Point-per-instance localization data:
════════════════

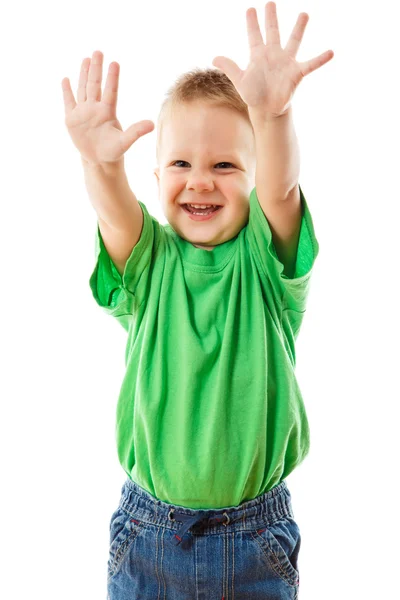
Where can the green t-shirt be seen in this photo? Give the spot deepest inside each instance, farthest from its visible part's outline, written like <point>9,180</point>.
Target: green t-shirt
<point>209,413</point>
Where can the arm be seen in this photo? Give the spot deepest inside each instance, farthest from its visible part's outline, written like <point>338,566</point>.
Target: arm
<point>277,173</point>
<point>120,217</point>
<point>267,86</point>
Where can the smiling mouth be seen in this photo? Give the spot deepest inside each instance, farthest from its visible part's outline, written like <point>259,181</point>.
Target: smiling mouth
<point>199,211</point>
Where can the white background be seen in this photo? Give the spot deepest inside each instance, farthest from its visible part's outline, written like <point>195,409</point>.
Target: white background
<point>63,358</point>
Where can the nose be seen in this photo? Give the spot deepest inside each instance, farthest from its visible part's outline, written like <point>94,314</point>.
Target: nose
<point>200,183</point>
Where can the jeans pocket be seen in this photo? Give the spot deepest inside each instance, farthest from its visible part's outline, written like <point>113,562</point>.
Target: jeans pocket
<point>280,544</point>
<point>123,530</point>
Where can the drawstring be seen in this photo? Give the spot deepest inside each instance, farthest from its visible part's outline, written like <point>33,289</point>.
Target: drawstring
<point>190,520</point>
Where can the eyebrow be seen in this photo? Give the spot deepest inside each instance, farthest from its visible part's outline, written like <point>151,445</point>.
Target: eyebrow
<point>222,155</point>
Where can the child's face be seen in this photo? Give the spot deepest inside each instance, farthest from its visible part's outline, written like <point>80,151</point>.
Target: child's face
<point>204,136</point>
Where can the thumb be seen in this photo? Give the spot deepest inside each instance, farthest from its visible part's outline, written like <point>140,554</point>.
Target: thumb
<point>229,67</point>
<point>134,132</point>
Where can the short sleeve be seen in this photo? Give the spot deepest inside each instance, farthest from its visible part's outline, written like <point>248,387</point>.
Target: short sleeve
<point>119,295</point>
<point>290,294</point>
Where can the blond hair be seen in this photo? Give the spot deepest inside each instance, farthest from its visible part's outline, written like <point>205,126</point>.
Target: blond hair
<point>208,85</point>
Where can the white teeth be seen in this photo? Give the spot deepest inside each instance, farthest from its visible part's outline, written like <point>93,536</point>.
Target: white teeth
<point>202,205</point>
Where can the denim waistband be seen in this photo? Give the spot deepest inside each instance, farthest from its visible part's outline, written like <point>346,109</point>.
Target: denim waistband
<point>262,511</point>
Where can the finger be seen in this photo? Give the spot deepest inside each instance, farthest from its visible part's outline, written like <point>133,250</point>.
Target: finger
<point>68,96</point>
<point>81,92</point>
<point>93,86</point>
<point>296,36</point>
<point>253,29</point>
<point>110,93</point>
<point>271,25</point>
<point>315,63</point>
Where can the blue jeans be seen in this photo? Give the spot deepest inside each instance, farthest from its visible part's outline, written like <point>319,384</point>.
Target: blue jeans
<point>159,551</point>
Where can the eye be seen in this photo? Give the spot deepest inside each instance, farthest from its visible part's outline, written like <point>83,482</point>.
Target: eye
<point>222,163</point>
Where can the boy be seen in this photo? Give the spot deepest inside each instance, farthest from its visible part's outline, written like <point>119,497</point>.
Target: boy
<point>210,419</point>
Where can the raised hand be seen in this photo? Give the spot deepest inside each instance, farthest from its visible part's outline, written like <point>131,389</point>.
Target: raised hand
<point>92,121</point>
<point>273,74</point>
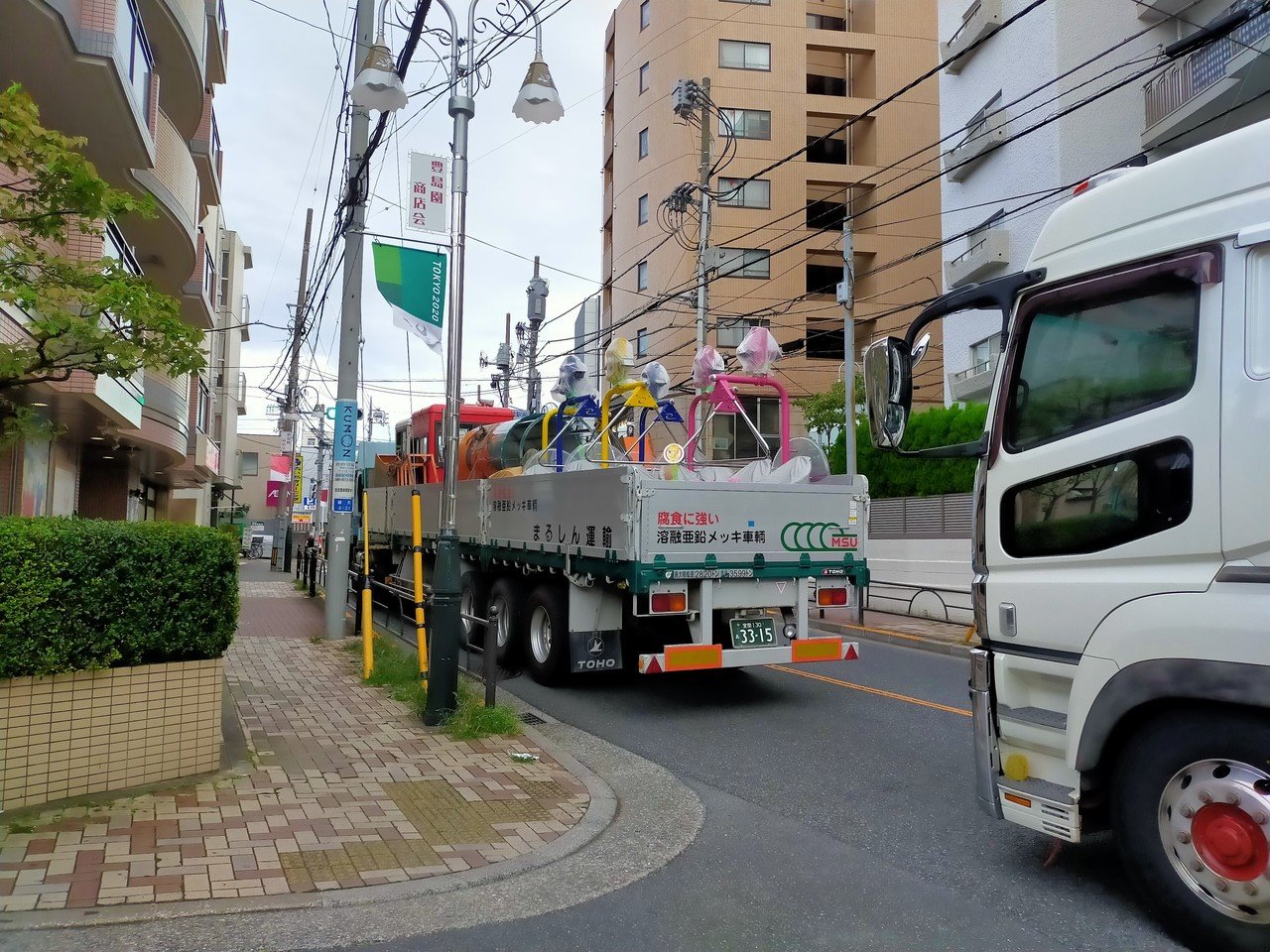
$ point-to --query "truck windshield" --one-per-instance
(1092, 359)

════════════════

#### [WHAT THIS TASK INVOLVES]
Output every entry verbatim but skip the pictures.

#### [RESPONSE BOX]
Where can the green t-shirt be seen in this photo? Give the spot deepest inside each instance, farthest from its visible part's outline, written like <point>9,180</point>.
Target: green t-shirt
<point>209,413</point>
Where can the arm be seen in this photo? Give the spot deepest inside each instance, farthest from its visible part's outline, written like <point>338,566</point>.
Target: arm
<point>277,173</point>
<point>120,217</point>
<point>267,86</point>
Where can the smiling mouth be seen in this photo? Give the spot deepest inside each instance, farthest from its visible part's outline, written like <point>259,181</point>.
Target: smiling mouth
<point>199,211</point>
Where can the white background be seen in this photo? Give the spot deepest inside each instance, farthest from its visible part's outline, written like <point>195,409</point>.
Target: white background
<point>63,358</point>
Where can the nose be seen in this photo? Give the spot deepest inside each instance, farthest from its visible part's outline, written like <point>94,314</point>.
Target: nose
<point>200,183</point>
Where can the jeans pocket be seen in this photo? Give the spot deepest inside each instance, farthest from its visible part's outline, written like <point>113,562</point>.
Target: jeans pocket
<point>280,544</point>
<point>123,530</point>
Where can the drawstring be seen in this photo? Give the spot deepest inside each instance, farthest from its visible part's outline, written like <point>33,289</point>.
Target: drawstring
<point>190,520</point>
Where can the eyebrow be seen in this photo? Give the spot deepest inside each instance, farthest from its visible part's outline, written like <point>151,445</point>.
Target: eyebrow
<point>222,155</point>
Where can the child's face be seen in this photo? Give the spot deepest inside each instance, farthest from its visible part's outline, written like <point>80,151</point>.
Target: child's face
<point>204,136</point>
Where can the thumb be seen in this photo? Give the spot deepest inside each instance, farthest from its visible part's outline, written like <point>140,554</point>.
Target: thumb
<point>229,67</point>
<point>134,132</point>
Where can the short sleeve be seen in this photo? Give the spot deepest inside each instance, farthest from its visible part's outline, written like <point>248,387</point>.
Target: short sleeve
<point>119,295</point>
<point>290,294</point>
Where can the blond hair be seen in this photo? Give the spot deepest inside each instance, farthest from its visible part's outline, written like <point>205,126</point>.
Target: blond hair
<point>208,85</point>
Where can the white teeth be seen in this photo? Give the spot deepest inside each instance, farthest from its visible part's outline, written like <point>93,536</point>.
Target: white teeth
<point>202,205</point>
Where can the denim waistband be seen in this photo? Give the spot deepest inside each instance, farthest from its visible part's outline, written like <point>346,109</point>.
Target: denim waistband
<point>262,511</point>
Where can the finger be seen in this photo? Give the spot deepest inside each instance, farthest from its visible part's outline, written like <point>133,250</point>.
Target: finger
<point>68,96</point>
<point>81,92</point>
<point>93,86</point>
<point>296,36</point>
<point>253,29</point>
<point>110,93</point>
<point>271,25</point>
<point>315,63</point>
Where can the blue jeans be seen in this photo? Give the spot deepest inside each instance, farthest from its visible part's outline, written like <point>319,384</point>.
Target: blue jeans
<point>159,551</point>
Where can the eye be seen in this photo? Give the spot deepest inside each instance, farthest from its visible part's outline, written like <point>83,482</point>.
Target: eye
<point>222,163</point>
Where can the boy be seen in this photo? Give the spot deepest inside each instance, farthest from its visible part's outline, written like <point>119,497</point>.
Target: boy
<point>210,419</point>
Where can the raised hand be seen in this photo? Give the spot deepest inside each instance, farthest from its visible part's outline, written like <point>131,389</point>.
Target: raised hand
<point>92,121</point>
<point>273,74</point>
$ point-to --query "truck windshield" --one-per-instance
(1092, 359)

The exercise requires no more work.